Cyprus University of Technology
- Type: Public
- Established: 2004
- Affiliations: UNIMED, IAU, EUA
- Rector: Panayiotis Zaphiris
- Academic staff: 250
- Students: 3,000
- Undergraduates: 2,000
- Postgraduates: 1,000
- Location: Limassol, Limassol District, Cyprus
- Website: www.cut.ac.cy

= Cyprus University of Technology =

Technical school in Limassol, Cyprus

The Cyprus University of Technology (CUT) (Τεχνολογικό Πανεπιστήμιο Κύπρου or "ΤΕ.ΠΑ.Κ.") is a university established in 2004. Its first intake of students took place in the academic year 2007–08. The establishment of CUT is an attempt to fill in gaps that still exist within Cyprus' higher education by offering degrees in undergraduate and postgraduate levels that are not offered by the University of Cyprus or by other higher education institutions.

It is based in Limassol, the second largest city in Cyprus. It was officially inaugurated in September 2007 by then-President of Cyprus, Tassos Papadopoulos.

== University rankings ==

According to recent international rankings, Cyprus University of Technology is ranked among the top 300-350 Universities in the Times Higher Education World University Rankings 2018-2019.

Data provided
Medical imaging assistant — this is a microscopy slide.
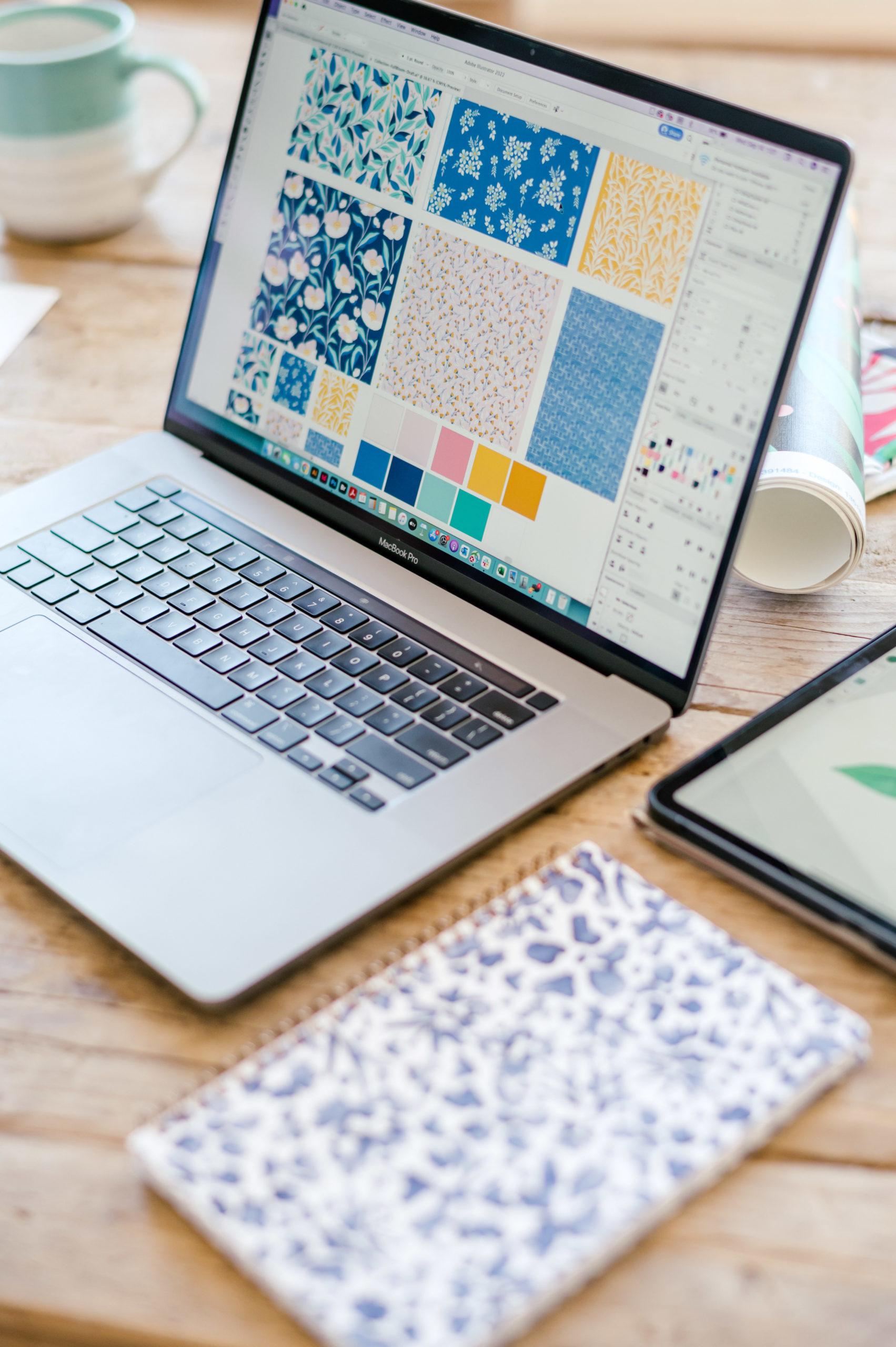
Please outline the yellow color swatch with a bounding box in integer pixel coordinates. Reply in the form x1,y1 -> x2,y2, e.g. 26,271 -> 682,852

Assignment A
Translate into French this sentence from the text on the Cyprus University of Technology: "It is based in Limassol, the second largest city in Cyprus."
Assignment B
Write out the passage of the text on the Cyprus University of Technology from "The Cyprus University" up to and including "higher education institutions.".

Task response A
Elle est basée à Limassol, la deuxième plus grande ville de Chypre.

Task response B
The Cyprus University of Technology (CUT) (Τεχνολογικό Πανεπιστήμιο Κύπρου or "ΤΕ.ΠΑ.Κ.") is a university established in 2004. Its first intake of students took place in the academic year 2007–08. The establishment of CUT is an attempt to fill in gaps that still exist within Cyprus' higher education by offering degrees in undergraduate and postgraduate levels that are not offered by the University of Cyprus or by other higher education institutions.